=== Provided passage ===

Amid Global Crackdown on Binance, Singapore Regulator MAS to Follow Up Soon

Published by
Amid Global Crackdown on Binance, Singapore Regulator MAS to Follow Up Soon

Crypto exchange Binance is facing increasing pressure from regulators worldwide. After U.K’s FCA curtailed all Binance operations last week, Singapore’s topmost regulator – Monetary Authority Services (MAS) – has decided to follow up soon amid the rising global crackdown.

On Thursday, July 1, the regulator noted that MAS is currently reviewing Binance’s application to provide crypto token services in the country. Currently, Binance Asia Services Pte. has a grace period through which it can operate in Singapore.

However, in a word with Bloomberg, MAS noted that a number of other firms are undergoing similar assessments along with Binance. The regulator noted:

“We are aware of the actions taken by other regulatory authorities against Binance and will follow up as appropriate”.

=== Dataset excerpts ===

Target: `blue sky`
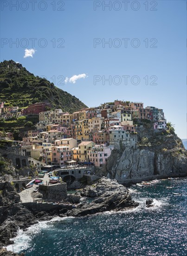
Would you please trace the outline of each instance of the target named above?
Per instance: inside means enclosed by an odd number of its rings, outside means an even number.
[[[33,10],[31,1],[17,1],[17,7],[11,2],[1,2],[1,61],[55,78],[89,107],[118,99],[163,108],[178,136],[187,137],[186,1],[130,1],[127,7],[111,1],[110,10],[103,1],[37,0]],[[26,48],[34,49],[32,57],[24,58]],[[81,74],[75,83],[62,81]]]

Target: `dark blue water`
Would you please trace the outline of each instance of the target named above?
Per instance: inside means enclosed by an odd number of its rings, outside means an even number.
[[[187,179],[130,189],[140,203],[136,209],[41,222],[19,232],[14,251],[26,256],[186,256]],[[153,208],[146,207],[147,198],[155,199]]]

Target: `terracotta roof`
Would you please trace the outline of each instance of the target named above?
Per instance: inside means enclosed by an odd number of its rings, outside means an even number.
[[[88,145],[90,143],[93,142],[93,141],[82,141],[78,145],[78,146],[86,146],[87,145]]]

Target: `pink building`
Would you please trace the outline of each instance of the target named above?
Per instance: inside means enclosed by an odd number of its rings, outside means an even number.
[[[102,130],[93,133],[92,140],[96,144],[103,144],[107,142],[107,134],[106,130]]]
[[[73,151],[68,146],[52,147],[52,153],[53,163],[62,166],[72,160]]]
[[[167,129],[166,120],[160,120],[154,122],[154,129],[157,131],[165,131]]]
[[[4,108],[4,103],[5,102],[3,102],[3,101],[0,102],[0,108]]]
[[[102,167],[106,164],[107,158],[114,149],[113,146],[106,147],[106,144],[96,145],[93,149],[89,150],[89,161],[95,166]]]

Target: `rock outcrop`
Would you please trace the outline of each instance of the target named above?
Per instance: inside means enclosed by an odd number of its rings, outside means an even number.
[[[135,148],[114,149],[107,164],[99,172],[117,180],[155,175],[187,175],[187,151],[176,135],[157,134],[149,143],[140,143]]]
[[[97,199],[89,204],[80,204],[76,208],[68,211],[67,216],[84,216],[111,210],[118,211],[136,207],[139,205],[132,200],[126,188],[116,181],[106,177],[84,189],[81,195]]]

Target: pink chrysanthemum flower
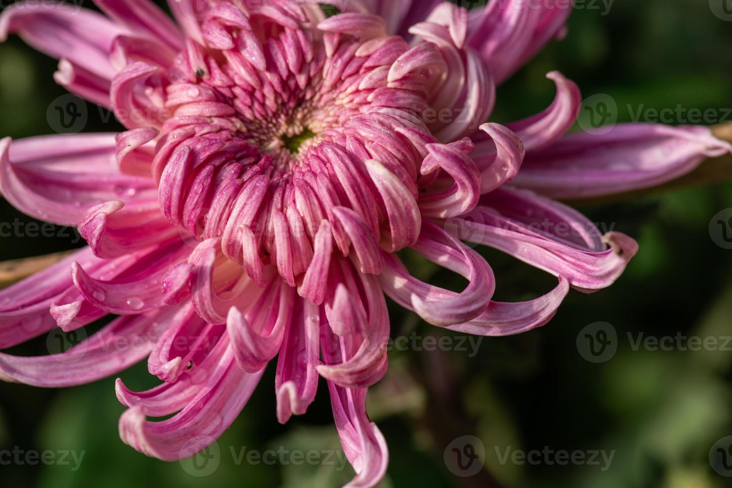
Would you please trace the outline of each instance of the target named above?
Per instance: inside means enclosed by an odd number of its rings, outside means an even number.
[[[56,80],[129,129],[0,142],[4,198],[89,243],[0,292],[0,348],[119,317],[59,355],[0,355],[0,377],[66,386],[149,356],[163,383],[133,392],[118,380],[130,408],[119,432],[162,459],[220,435],[277,356],[279,420],[304,413],[324,377],[351,486],[375,485],[388,454],[365,398],[386,369],[385,295],[466,333],[542,326],[570,287],[609,285],[637,250],[548,197],[654,185],[730,150],[699,127],[564,135],[580,96],[558,72],[545,111],[481,125],[496,85],[563,34],[566,2],[468,14],[438,0],[333,0],[343,12],[326,18],[295,0],[203,12],[171,0],[177,25],[149,0],[95,3],[106,16],[18,4],[0,18],[0,39],[59,59]],[[559,284],[493,301],[490,267],[460,239]],[[419,281],[405,248],[469,284]]]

===

*Task instructions*: Restate the Binance article between "Published by" and "operate in Singapore.", inclusive, swapping "grace period" for "transition period". Rely only on the Binance article.

*Response to this exercise*:
Published by
Amid Global Crackdown on Binance, Singapore Regulator MAS to Follow Up Soon

Crypto exchange Binance is facing increasing pressure from regulators worldwide. After U.K’s FCA curtailed all Binance operations last week, Singapore’s topmost regulator – Monetary Authority Services (MAS) – has decided to follow up soon amid the rising global crackdown.

On Thursday, July 1, the regulator noted that MAS is currently reviewing Binance’s application to provide crypto token services in the country. Currently, Binance Asia Services Pte. has a transition period through which it can operate in Singapore.